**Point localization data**
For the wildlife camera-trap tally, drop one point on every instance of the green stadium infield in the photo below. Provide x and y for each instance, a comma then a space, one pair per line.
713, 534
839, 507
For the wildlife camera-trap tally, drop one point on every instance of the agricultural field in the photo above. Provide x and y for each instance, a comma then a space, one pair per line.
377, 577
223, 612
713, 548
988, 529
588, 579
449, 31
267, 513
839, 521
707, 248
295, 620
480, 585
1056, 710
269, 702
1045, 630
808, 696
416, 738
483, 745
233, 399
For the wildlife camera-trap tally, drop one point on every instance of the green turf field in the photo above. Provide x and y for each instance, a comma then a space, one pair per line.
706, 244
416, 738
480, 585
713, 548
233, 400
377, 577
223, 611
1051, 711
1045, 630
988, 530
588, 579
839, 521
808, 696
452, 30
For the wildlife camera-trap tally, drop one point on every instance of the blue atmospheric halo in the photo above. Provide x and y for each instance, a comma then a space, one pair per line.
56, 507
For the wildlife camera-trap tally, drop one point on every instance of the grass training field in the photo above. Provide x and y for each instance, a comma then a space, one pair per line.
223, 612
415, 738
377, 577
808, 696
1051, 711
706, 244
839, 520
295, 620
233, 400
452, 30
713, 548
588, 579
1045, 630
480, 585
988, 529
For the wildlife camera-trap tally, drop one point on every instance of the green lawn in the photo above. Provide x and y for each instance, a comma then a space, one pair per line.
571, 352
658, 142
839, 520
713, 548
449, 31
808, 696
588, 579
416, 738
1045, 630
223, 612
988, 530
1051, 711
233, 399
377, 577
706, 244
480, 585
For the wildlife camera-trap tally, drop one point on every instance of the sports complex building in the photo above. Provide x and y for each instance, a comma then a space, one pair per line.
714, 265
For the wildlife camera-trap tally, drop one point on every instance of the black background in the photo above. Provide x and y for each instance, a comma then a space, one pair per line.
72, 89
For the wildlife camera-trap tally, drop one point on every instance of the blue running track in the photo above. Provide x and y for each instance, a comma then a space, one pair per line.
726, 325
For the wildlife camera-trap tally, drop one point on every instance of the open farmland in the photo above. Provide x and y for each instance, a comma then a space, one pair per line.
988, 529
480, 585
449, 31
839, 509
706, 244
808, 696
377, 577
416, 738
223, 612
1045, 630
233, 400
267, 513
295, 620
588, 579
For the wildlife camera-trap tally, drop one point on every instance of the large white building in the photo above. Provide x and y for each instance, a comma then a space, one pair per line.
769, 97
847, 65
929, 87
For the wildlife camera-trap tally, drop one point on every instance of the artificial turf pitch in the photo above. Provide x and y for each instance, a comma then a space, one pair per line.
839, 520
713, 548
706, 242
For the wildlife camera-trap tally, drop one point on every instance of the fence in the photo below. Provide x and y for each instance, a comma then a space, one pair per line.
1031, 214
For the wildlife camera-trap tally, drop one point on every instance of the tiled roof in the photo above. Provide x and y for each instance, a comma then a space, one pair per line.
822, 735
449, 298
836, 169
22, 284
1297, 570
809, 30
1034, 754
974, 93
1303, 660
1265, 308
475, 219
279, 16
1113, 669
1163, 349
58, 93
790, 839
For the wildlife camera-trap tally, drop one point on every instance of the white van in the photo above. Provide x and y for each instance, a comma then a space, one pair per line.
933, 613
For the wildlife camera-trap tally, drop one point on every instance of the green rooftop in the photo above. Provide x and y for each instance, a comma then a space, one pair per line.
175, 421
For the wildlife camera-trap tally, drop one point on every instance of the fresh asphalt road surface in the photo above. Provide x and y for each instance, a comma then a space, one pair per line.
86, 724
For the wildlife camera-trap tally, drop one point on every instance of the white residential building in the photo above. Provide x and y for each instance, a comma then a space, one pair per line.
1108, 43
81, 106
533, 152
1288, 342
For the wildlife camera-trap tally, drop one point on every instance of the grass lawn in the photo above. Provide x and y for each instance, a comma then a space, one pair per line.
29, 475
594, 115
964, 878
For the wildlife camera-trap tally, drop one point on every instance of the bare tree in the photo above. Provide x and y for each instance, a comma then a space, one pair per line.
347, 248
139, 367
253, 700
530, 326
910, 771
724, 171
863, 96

**The problem**
Repeat exactly the lines starting at the line with "the white residential" and ending with the final line of the entries. Include nothing else.

**Result**
For the wildlife camera-trap tally, drop one point on every instance of the white residential building in the photo above. Provide x and y for each instance, a comma then a space, one pair per line.
1108, 43
81, 106
533, 152
1288, 342
For the wildlife camera-trap tally, drop one point on every instance of the grass lawn in the photo above. Provide x and y for each instance, a comma then a space, one pair per line.
29, 475
594, 115
964, 878
For the wildlife camera-trap tally, drop one point on every instance of the bare tree in the photo above. Provide x and y for each instance, a comma then a space, one pair per line.
347, 248
139, 367
253, 700
530, 326
910, 771
724, 171
863, 96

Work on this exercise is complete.